======== Extracted entries ========

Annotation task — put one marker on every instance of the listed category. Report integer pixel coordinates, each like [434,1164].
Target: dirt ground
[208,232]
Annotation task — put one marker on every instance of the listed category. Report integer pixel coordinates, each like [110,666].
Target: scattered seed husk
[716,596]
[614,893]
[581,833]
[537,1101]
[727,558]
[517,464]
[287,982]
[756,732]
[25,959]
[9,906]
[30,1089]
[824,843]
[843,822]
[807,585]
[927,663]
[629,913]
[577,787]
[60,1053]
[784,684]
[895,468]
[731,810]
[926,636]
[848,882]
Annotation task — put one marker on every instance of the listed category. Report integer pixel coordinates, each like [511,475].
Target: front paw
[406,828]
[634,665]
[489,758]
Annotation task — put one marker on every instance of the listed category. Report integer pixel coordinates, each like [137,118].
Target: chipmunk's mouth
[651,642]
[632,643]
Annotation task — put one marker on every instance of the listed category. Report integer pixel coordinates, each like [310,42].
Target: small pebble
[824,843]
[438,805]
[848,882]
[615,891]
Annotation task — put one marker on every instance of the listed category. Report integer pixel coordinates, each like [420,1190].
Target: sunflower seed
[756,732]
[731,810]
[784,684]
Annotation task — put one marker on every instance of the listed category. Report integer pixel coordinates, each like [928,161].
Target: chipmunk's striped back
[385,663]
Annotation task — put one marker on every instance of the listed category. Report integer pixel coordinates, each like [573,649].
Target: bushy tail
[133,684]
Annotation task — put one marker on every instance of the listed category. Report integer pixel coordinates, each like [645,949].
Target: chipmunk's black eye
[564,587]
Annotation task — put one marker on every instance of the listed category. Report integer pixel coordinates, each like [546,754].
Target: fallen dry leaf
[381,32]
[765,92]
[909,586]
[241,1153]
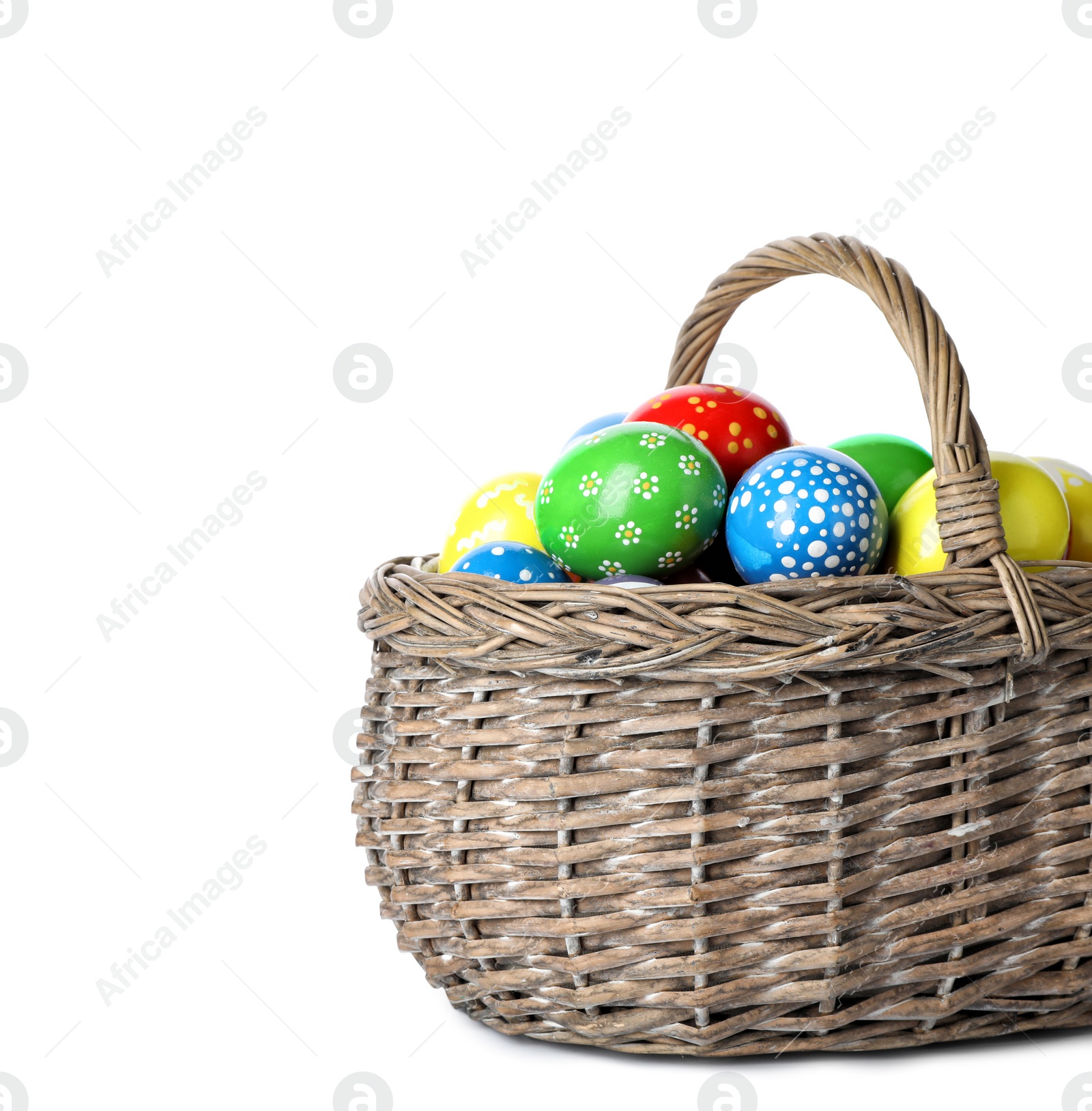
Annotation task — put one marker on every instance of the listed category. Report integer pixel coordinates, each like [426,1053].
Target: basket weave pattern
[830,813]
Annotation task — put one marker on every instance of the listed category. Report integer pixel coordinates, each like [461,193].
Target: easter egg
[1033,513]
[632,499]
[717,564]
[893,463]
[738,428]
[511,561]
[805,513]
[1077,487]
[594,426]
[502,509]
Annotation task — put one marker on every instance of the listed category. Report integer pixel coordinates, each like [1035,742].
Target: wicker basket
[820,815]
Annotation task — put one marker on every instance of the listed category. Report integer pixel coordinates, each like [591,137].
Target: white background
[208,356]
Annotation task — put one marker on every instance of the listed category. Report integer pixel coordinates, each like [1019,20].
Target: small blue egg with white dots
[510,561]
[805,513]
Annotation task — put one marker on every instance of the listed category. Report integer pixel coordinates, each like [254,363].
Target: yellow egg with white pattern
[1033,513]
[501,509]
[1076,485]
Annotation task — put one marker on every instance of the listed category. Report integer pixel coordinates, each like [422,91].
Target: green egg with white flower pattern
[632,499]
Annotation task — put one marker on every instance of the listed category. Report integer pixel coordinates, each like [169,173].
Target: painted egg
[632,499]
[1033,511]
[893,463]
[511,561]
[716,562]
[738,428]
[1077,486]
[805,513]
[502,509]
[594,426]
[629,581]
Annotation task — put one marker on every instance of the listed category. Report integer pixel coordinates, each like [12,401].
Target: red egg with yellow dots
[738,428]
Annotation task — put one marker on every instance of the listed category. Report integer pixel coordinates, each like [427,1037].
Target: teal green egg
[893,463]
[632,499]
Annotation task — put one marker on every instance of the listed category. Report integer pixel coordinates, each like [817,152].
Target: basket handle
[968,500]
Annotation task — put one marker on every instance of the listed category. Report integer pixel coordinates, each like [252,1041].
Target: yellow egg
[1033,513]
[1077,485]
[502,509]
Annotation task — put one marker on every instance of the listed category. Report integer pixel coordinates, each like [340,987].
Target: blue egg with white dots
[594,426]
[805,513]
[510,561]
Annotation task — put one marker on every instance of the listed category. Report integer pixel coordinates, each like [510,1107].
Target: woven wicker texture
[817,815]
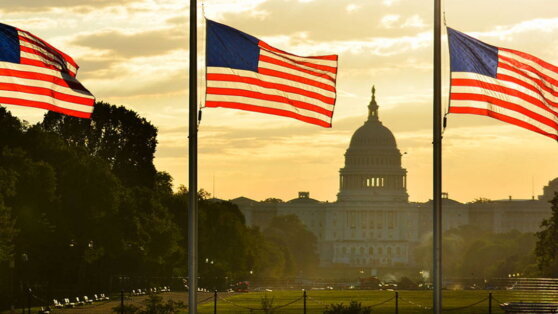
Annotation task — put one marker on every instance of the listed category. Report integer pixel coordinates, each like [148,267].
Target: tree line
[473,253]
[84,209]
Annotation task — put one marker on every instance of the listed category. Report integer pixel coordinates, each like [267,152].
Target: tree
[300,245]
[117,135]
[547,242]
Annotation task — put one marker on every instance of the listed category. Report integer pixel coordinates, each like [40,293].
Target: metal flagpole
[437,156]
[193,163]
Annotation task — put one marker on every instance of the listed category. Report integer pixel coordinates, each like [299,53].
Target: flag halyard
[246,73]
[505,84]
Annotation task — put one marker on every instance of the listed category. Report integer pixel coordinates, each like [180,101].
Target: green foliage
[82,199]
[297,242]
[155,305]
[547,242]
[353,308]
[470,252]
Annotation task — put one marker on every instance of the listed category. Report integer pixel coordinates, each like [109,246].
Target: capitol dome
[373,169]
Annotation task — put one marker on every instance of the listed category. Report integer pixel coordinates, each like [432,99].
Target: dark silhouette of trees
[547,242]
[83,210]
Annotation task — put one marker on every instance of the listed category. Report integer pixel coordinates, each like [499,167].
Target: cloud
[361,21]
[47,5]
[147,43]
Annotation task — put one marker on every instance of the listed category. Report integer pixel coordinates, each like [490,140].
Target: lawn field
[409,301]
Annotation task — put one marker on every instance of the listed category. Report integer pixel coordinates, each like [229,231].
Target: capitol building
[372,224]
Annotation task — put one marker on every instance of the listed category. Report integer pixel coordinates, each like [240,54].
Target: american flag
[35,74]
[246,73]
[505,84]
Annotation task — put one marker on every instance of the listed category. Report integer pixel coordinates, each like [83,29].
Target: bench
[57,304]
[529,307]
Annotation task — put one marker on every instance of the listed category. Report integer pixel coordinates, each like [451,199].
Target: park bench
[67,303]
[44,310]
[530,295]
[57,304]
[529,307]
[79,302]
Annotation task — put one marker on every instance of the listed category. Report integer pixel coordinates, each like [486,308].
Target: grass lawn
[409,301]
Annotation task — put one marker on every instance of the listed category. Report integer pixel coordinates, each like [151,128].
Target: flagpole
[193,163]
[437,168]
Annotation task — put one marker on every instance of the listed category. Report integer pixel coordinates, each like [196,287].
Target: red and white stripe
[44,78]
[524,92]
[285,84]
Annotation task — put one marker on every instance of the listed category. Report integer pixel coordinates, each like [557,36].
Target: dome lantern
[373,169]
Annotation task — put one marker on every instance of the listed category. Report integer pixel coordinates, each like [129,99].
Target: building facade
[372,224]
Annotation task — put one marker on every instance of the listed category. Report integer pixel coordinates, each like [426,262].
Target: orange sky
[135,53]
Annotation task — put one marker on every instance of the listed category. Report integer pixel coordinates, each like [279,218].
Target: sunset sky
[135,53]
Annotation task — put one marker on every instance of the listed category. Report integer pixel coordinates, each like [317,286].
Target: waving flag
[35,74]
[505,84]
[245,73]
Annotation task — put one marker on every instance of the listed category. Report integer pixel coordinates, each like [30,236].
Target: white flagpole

========

-- Work item --
Please output the records exactly, leaving the pictures out.

-- Answer space --
Annotation task — put one marker on every instance of the listed category. Report integer pixel coordinates, each like [434,1164].
Target: dirt ground
[208,232]
Annotation task — put one marker on every instance of the listed category. Report integer pixel coordinates, each like [110,666].
Target: scattered seed husk
[716,596]
[614,893]
[581,833]
[537,1101]
[727,558]
[517,464]
[287,982]
[756,732]
[25,959]
[9,906]
[30,1089]
[824,843]
[843,822]
[807,585]
[927,663]
[629,913]
[577,787]
[60,1053]
[784,684]
[895,468]
[731,810]
[926,636]
[848,882]
Annotation task — put one marker on every instance of the listed category. Report integer pixel coordinates, each like [511,475].
Target: front paw
[406,828]
[634,665]
[489,758]
Annotation task — put one marker on every instance of the listed category. Report integer pixel coordinates, each like [137,118].
Target: chipmunk's mouth
[651,642]
[632,643]
Annotation task — put one marker on every instance of the listed category. Report integer pixel coordinates, each like [310,42].
Target: small pebble
[824,843]
[438,805]
[848,882]
[615,891]
Annotation task — put one marker on every instance of the listed category. Report integer pixel coordinates, each like [420,1190].
Target: sunflower seed
[756,732]
[731,810]
[784,684]
Annotation task — put one marker on every instance of the listed category. Report integer pixel coordinates, each like [928,161].
Target: chipmunk's striped back
[385,663]
Annotation task — put one marker on every instance of the listed category. Report integer pixel coordinates, each like [573,649].
Target: bushy tail
[133,684]
Annotation task — put one marker on every instance of the listed category. Report integer pixel coordinates, each like [645,949].
Target: chipmunk's black eye
[564,587]
Annotation task — put one marker on every instance of the listed category. Report integer pixel coordinates, each like [546,754].
Target: fallen dry leaf
[381,32]
[765,92]
[909,586]
[241,1153]
Annotation task — put one marker on every instance of the listed category. Report integer pixel coordinates, each like [426,1053].
Target: basket weave pattern
[830,813]
Annotation task — put one marker on every instance of the listed category. Report integer pixel coordinates, each like [461,193].
Target: easter egg
[1033,513]
[632,499]
[717,564]
[893,463]
[738,428]
[511,561]
[805,513]
[1077,487]
[594,426]
[502,509]
Annotation task — put one marker on every instance of the listed category. Report integer pixel coordinates, each like [1035,742].
Target: wicker basket
[820,815]
Annotation task — put one marker on every instance of the listed category. Report integer pixel coordinates, each like [591,137].
Target: white background
[208,356]
Annotation task — put one marker on every instance of the listed category. Report integer pixel coordinates, each like [1019,20].
Target: small blue egg with white dots
[510,561]
[805,513]
Annotation task — put one marker on every instance of the listed category. Report integer pixel coordinates, each like [254,363].
Target: yellow egg with white pattern
[1033,513]
[501,509]
[1076,485]
Annotation task — put one marker on every instance of the listed category. Report integer pixel coordinates, each like [422,91].
Target: green egg with white flower pattern
[632,499]
Annotation task — put one marker on every instance of the listed category. Report integer pixel coordinates, each like [169,173].
Target: painted egg
[632,499]
[1033,511]
[893,463]
[511,561]
[716,562]
[738,428]
[1077,486]
[805,513]
[502,509]
[594,426]
[629,581]
Annotation task — put one marker on every instance of the listed category. Report integer pixel coordinates, each like [12,401].
Target: red egg with yellow dots
[738,428]
Annotation task — put one marker on every instance of the listed category. Report integer pixel coordinates, each like [427,1037].
Target: teal green egg
[893,463]
[632,499]
Annotation task — put one marker on every instance of the listed category. Report integer pixel coordinates, each like [817,152].
Target: basket handle
[968,500]
Annotation task — put one marker on every instance of the listed category. Report integer pixel coordinates, each like [252,1041].
Target: yellow egg
[1033,513]
[1077,485]
[502,509]
Annotation task — put one marker on every instance of the listed category. Report integer pixel coordinates, each like [340,987].
Target: blue egg with white dots
[594,426]
[805,513]
[510,561]
Annotation task — put one marker on every instance of the listed category. Report integer pixel coordinates, each like [510,1107].
Target: woven wicker texture
[817,815]
Annotation task — put one marker on every instance of the listed category. Report integer pixel coordinates, each like [148,267].
Target: tree line
[473,253]
[84,209]
Annotation task — put one marker on every instance of the listed category. Report integer pixel coordinates, each like [267,152].
Target: tree
[300,245]
[117,135]
[547,242]
Annotation task — put one marker on every instance of the listed category. Report integer pixel coordinates, each like [40,293].
Target: metal flagpole
[437,156]
[193,163]
Annotation task — put one marker on every instance of the listed category. Report integer pixel coordinates, each like [299,53].
Target: flag halyard
[246,73]
[505,84]
Annotation task — put one marker on every instance of the listed category. Report integer pixel coordinates, each like [180,101].
Target: green foliage
[82,199]
[297,242]
[155,305]
[547,242]
[353,308]
[470,252]
Annotation task — put one marker on every instance of the listed category. Report integer pixel coordinates, each like [109,246].
Target: capitol dome
[373,169]
Annotation task — put one marker on every instance of the listed category. Report integer pixel coordinates, each like [432,99].
Target: dark silhouette of trees
[547,242]
[83,210]
Annotation task — put one marker on every instance of the listed category. Report integer pixel coordinates, each like [499,167].
Target: cloud
[361,21]
[47,5]
[147,43]
Annotation task — put one marker on every instance of the listed category. Report integer pixel coordinates, each like [490,140].
Target: lawn field
[409,301]
Annotation task — put one marker on every instance of the listed category. Report integer pixel coordinates, each like [229,231].
Target: capitol building
[372,224]
Annotation task — put one marker on every instance of the listed category. Report integer pixel coordinates, each like [240,54].
Target: american flag
[35,74]
[246,73]
[505,84]
Annotation task — put one marker on every instance of the listed category. Report integer pixel coordinates, each like [83,29].
Target: bench
[57,304]
[529,307]
Annotation task — put one marker on every instance of the listed category. Report integer pixel coordinates, each like [451,199].
Target: park bench
[67,303]
[44,310]
[530,295]
[57,304]
[529,307]
[79,302]
Annotation task — put one marker on every instance of the listed category. Report integer pixel coordinates, each like [486,308].
Target: grass lawn
[409,301]
Annotation task — put one marker on every instance of the listed category. Report integer pixel coordinates, each like [151,128].
Target: flagpole
[193,163]
[437,168]
Annotation task — put one marker on every instance of the listed category. Report integer pixel coordinates, each like [196,287].
Target: red and white stripe
[44,78]
[524,92]
[285,84]
Annotation task — put one marker on every instance of the listed category. Report integer pixel coordinates, each like [557,36].
Target: dome lantern
[373,169]
Annotation task — put one marker on every instance of the listed category. Report integer pixel coordinates, each like [129,99].
Target: building facade
[372,224]
Annotation task — put one marker on every instance of the listed category. Report integer pixel coordinates, each like [426,262].
Target: orange sky
[135,53]
Annotation task — put one marker on every instance of the listed category. Report integer pixel coordinates, each like [279,218].
Target: sunset sky
[135,53]
Annotation task — put one marker on every instance of the listed category. Report integer pixel coordinates, each like [317,286].
Target: waving flag
[35,74]
[505,84]
[245,73]
Annotation task — put one marker on every instance of the listed category. Report integer pixel coordinates, each like [30,236].
Target: white flagpole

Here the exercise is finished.